▶ [TASK INSTRUCTIONS]:
Copy out each line below that contains the word "dark". Case matters.

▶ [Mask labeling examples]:
▬▬▬▬▬▬

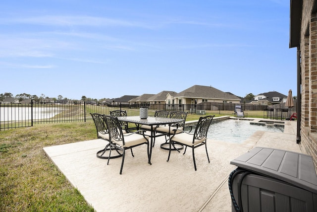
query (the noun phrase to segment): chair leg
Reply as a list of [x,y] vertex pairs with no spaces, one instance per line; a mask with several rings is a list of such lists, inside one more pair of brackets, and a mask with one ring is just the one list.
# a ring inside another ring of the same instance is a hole
[[153,139],[153,145],[152,145],[152,147],[154,147],[154,144],[155,143],[155,133],[154,133],[153,136],[154,136],[154,138]]
[[150,164],[150,165],[152,165],[152,164],[151,163],[151,160],[150,159],[150,148],[149,147],[149,145],[151,145],[151,143],[149,144],[149,142],[148,142],[148,143],[147,144],[147,145],[148,145],[148,163]]
[[170,156],[170,150],[172,148],[172,142],[173,141],[169,141],[169,149],[168,150],[168,157],[167,157],[167,160],[166,160],[167,162],[168,162],[168,160],[169,160],[169,156]]
[[196,161],[195,160],[195,148],[194,146],[192,147],[193,149],[193,160],[194,160],[194,167],[195,167],[195,170],[197,171],[197,168],[196,168]]
[[134,157],[134,155],[133,154],[133,152],[132,151],[132,148],[130,148],[130,149],[131,149],[131,153],[132,155],[132,157]]
[[205,141],[205,146],[206,148],[206,153],[207,154],[207,158],[208,158],[208,162],[210,163],[210,160],[209,160],[209,156],[208,156],[208,151],[207,151],[207,143]]
[[187,146],[186,146],[185,147],[185,151],[184,151],[184,153],[183,153],[183,154],[185,154],[185,153],[186,153],[186,149],[187,149]]
[[122,152],[122,162],[121,162],[121,169],[120,169],[120,174],[121,174],[122,173],[122,168],[123,168],[123,163],[124,162],[125,153],[125,149],[123,148],[123,151]]
[[109,165],[109,161],[110,160],[110,156],[111,155],[111,150],[112,149],[112,147],[111,146],[111,144],[110,144],[110,150],[109,150],[109,156],[108,156],[108,161],[107,161],[107,165]]

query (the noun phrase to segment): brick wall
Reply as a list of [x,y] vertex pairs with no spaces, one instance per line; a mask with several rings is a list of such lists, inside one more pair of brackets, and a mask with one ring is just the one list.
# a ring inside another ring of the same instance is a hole
[[303,1],[301,141],[317,167],[317,14],[312,14],[314,2]]

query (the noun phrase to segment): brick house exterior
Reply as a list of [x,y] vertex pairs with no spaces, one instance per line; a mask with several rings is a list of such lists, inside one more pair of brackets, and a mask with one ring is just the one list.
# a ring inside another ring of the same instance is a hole
[[317,167],[317,2],[290,1],[290,48],[297,48],[297,142]]

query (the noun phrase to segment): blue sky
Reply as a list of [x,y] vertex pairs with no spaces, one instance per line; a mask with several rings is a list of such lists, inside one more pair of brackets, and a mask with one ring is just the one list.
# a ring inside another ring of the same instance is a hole
[[296,94],[289,0],[12,0],[0,93],[80,99],[211,86]]

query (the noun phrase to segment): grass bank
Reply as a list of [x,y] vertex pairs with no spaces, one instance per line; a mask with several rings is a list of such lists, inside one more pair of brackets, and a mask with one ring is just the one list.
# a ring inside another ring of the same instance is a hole
[[43,147],[96,138],[93,122],[0,132],[0,211],[94,211]]

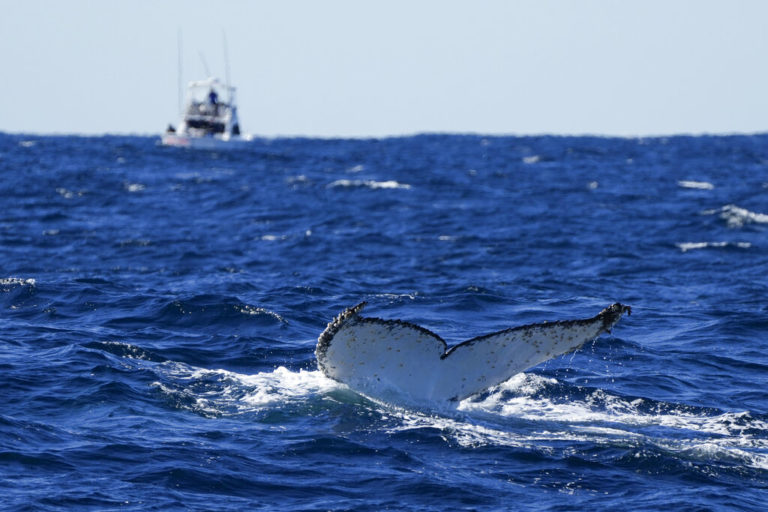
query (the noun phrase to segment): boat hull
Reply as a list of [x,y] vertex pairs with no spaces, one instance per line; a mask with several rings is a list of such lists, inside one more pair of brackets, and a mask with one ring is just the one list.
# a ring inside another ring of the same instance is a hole
[[248,146],[252,138],[246,137],[192,137],[190,135],[180,135],[178,133],[165,133],[162,136],[161,144],[163,146],[174,146],[190,149],[242,149]]

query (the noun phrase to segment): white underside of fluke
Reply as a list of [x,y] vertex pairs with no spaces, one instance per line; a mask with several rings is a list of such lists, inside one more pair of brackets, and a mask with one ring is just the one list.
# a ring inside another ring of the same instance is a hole
[[399,320],[342,312],[318,338],[323,373],[382,400],[462,400],[609,331],[628,306],[614,304],[593,318],[545,322],[480,336],[447,349],[438,335]]

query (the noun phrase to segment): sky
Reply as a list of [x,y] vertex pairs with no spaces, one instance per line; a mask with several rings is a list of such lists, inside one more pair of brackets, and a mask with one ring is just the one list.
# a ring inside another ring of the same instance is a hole
[[768,131],[766,0],[0,2],[3,132],[159,134],[225,38],[257,136]]

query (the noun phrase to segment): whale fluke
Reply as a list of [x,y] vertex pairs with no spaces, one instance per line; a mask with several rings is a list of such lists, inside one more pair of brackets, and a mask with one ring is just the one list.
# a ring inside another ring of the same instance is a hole
[[631,308],[613,304],[592,318],[512,327],[448,348],[437,334],[402,320],[347,308],[320,334],[317,363],[331,379],[374,398],[462,400],[609,332]]

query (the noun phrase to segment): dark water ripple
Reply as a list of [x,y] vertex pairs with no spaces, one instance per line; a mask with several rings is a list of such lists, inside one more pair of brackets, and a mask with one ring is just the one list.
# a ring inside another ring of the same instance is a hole
[[[768,136],[0,134],[7,510],[761,510]],[[633,306],[458,407],[325,379],[343,307],[458,342]]]

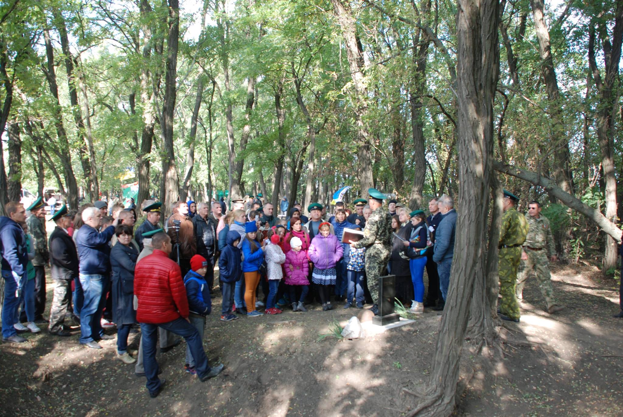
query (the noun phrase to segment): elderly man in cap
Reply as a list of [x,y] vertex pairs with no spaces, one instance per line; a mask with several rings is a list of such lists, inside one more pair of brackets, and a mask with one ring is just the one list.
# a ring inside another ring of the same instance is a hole
[[519,322],[519,303],[515,295],[517,271],[521,259],[521,245],[526,241],[529,226],[523,214],[517,211],[515,206],[519,198],[504,190],[502,224],[500,229],[498,270],[500,295],[502,302],[498,315],[502,320]]
[[153,201],[147,201],[143,204],[143,211],[145,212],[147,218],[143,222],[143,224],[138,226],[136,231],[134,232],[134,239],[138,244],[138,250],[143,250],[143,234],[147,232],[151,232],[158,229],[160,229],[159,224],[160,222],[160,208],[162,206],[161,203],[155,203]]
[[55,287],[48,331],[56,336],[70,336],[63,324],[72,297],[72,280],[78,277],[78,252],[74,240],[67,232],[72,217],[68,215],[67,206],[60,208],[50,221],[56,223],[56,228],[50,236],[52,279]]
[[[354,203],[355,212],[347,217],[346,220],[353,224],[361,224],[366,221],[365,218],[363,217],[363,208],[368,204],[368,201],[363,198],[358,198],[353,203]],[[373,209],[373,211],[374,211],[374,209]]]
[[[354,249],[366,247],[366,275],[368,289],[372,296],[374,305],[373,312],[379,313],[379,280],[387,267],[391,255],[392,234],[391,216],[383,208],[383,199],[386,197],[378,189],[370,188],[368,204],[372,214],[363,229],[363,237],[357,241],[350,241],[351,247]],[[363,207],[362,206],[362,210]]]
[[[26,219],[28,231],[32,236],[32,249],[35,257],[32,266],[35,268],[35,323],[45,322],[43,312],[45,310],[45,266],[50,261],[47,249],[47,233],[45,232],[45,203],[39,197],[26,209],[31,215]],[[22,310],[21,322],[27,322],[26,313]]]

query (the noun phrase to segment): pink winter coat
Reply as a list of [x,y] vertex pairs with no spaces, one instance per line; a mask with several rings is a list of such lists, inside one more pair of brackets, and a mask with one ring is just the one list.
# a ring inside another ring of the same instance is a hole
[[344,253],[342,246],[335,234],[330,234],[323,237],[321,234],[316,234],[312,239],[307,256],[318,269],[335,268]]
[[288,285],[308,285],[309,260],[303,251],[290,251],[285,254],[285,284]]

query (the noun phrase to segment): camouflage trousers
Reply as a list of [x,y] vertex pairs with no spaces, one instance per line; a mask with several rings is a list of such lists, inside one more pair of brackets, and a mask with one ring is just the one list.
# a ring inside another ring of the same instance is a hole
[[521,248],[502,247],[500,249],[498,274],[500,276],[500,295],[502,300],[500,312],[511,319],[520,317],[519,303],[515,297],[517,271],[521,258]]
[[556,299],[554,299],[554,290],[551,287],[551,275],[549,274],[549,264],[548,262],[547,253],[545,249],[541,251],[531,251],[526,249],[527,261],[521,261],[519,267],[519,274],[517,276],[517,288],[515,294],[517,298],[522,299],[523,286],[526,280],[533,271],[536,276],[536,282],[541,288],[541,294],[545,299],[547,309],[556,305]]
[[54,297],[50,309],[50,333],[56,333],[63,329],[65,315],[67,313],[69,300],[72,298],[72,281],[66,279],[55,279]]
[[366,279],[368,290],[375,304],[379,299],[379,281],[385,273],[391,255],[391,247],[374,244],[366,249]]

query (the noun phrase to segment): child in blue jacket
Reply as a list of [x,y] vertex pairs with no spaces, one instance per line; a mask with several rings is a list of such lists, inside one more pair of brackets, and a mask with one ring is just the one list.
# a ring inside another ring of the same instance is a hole
[[238,247],[240,242],[240,233],[232,230],[227,232],[226,246],[221,252],[219,259],[219,279],[223,282],[223,304],[221,309],[221,320],[231,322],[238,318],[234,314],[234,291],[236,281],[242,276],[242,252]]
[[[199,332],[203,340],[203,330],[206,327],[206,316],[212,311],[212,299],[210,289],[206,282],[206,272],[208,268],[207,261],[201,255],[191,258],[191,270],[184,277],[184,286],[188,298],[188,320]],[[193,375],[197,374],[194,368],[194,359],[190,348],[186,346],[186,362],[184,370]]]

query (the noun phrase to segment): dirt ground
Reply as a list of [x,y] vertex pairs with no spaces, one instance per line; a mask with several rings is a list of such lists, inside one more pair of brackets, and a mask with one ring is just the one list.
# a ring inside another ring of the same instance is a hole
[[[462,374],[471,378],[456,415],[623,415],[623,320],[611,317],[619,310],[617,285],[594,267],[553,272],[556,296],[567,308],[545,312],[530,279],[521,321],[505,330],[513,342],[502,345],[504,358],[482,366],[465,351]],[[49,290],[49,304],[51,299]],[[214,305],[220,307],[219,298]],[[96,351],[82,347],[77,333],[29,333],[26,343],[0,345],[0,415],[404,415],[416,401],[404,389],[429,374],[440,315],[426,312],[363,340],[317,342],[334,320],[343,325],[358,311],[336,307],[231,322],[213,314],[204,347],[211,363],[225,364],[223,373],[204,383],[185,373],[183,342],[158,357],[167,384],[156,399],[133,365],[115,359],[115,340]]]

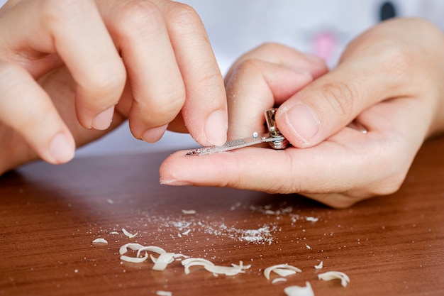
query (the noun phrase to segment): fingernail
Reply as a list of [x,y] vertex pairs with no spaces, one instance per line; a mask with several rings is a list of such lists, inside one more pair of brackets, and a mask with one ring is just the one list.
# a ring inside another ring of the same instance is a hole
[[74,150],[66,136],[59,133],[51,141],[49,152],[55,163],[65,163],[74,158]]
[[313,109],[304,104],[296,104],[284,111],[285,121],[304,144],[310,143],[319,130],[321,123]]
[[113,106],[99,113],[92,121],[91,126],[101,131],[108,128],[113,121],[113,115],[114,115]]
[[157,126],[156,128],[147,129],[142,133],[142,140],[148,143],[155,143],[160,140],[160,138],[165,133],[168,125]]
[[160,182],[162,185],[170,185],[170,186],[191,186],[194,184],[187,182],[187,181],[180,181],[178,180],[160,180]]
[[222,110],[215,111],[206,119],[205,136],[212,145],[221,146],[227,141],[227,123]]

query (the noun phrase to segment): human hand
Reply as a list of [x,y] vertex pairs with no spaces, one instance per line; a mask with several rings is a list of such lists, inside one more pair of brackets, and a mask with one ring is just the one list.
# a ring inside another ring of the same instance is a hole
[[[253,50],[226,79],[228,138],[263,128],[263,111],[277,104],[277,124],[294,147],[178,152],[162,164],[160,181],[300,193],[334,207],[394,192],[425,138],[444,128],[443,48],[442,32],[428,22],[389,21],[353,40],[335,70],[299,92],[288,74],[297,61],[279,48]],[[255,57],[283,60],[258,73],[249,65]],[[348,126],[353,120],[367,133]]]
[[147,142],[168,126],[202,145],[226,140],[223,77],[191,7],[23,0],[0,13],[0,175],[37,157],[67,162],[128,117]]

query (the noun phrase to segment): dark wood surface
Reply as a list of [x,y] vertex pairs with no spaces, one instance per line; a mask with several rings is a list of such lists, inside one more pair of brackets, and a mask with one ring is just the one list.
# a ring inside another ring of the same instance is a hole
[[[161,185],[167,155],[36,163],[0,177],[0,295],[284,295],[306,281],[317,296],[444,295],[444,138],[426,143],[398,192],[345,209],[296,194]],[[109,243],[91,243],[99,237]],[[185,275],[179,261],[155,271],[120,260],[128,242],[252,266],[235,276]],[[302,273],[272,284],[262,272],[279,263]],[[329,270],[348,274],[348,287],[317,279]]]

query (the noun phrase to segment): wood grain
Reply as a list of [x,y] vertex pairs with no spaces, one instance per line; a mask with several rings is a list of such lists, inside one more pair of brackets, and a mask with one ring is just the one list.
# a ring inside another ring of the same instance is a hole
[[[317,296],[442,295],[443,151],[444,138],[426,143],[399,192],[345,209],[297,194],[161,185],[166,153],[36,163],[0,178],[0,295],[284,295],[306,281]],[[99,237],[109,243],[93,244]],[[155,271],[120,260],[128,242],[251,268],[185,275],[174,261]],[[262,272],[279,263],[302,273],[272,284]],[[350,284],[317,279],[329,270]]]

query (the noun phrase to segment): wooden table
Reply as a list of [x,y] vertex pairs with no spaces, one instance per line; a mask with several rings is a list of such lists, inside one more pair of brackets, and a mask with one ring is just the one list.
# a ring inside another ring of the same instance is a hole
[[[284,295],[306,281],[316,296],[444,295],[444,138],[424,146],[398,192],[346,209],[296,194],[161,185],[167,155],[36,163],[1,177],[0,295]],[[128,242],[251,268],[185,275],[174,261],[152,270],[150,261],[121,261]],[[279,263],[302,273],[272,283],[263,270]],[[318,280],[329,270],[350,283]]]

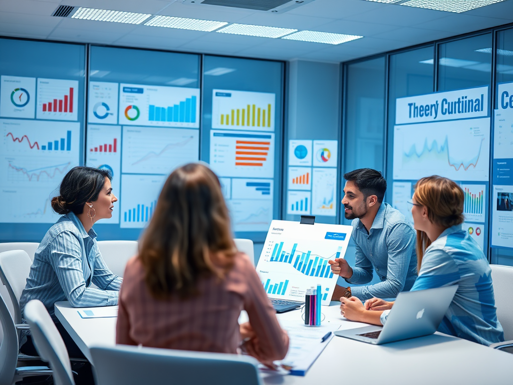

▬▬▬▬▬▬

▶ [RESPONSE FOR THIS EXERCISE]:
query (the noun phrase to segment): dark water ripple
query (the noun phrase to segment): dark wood surface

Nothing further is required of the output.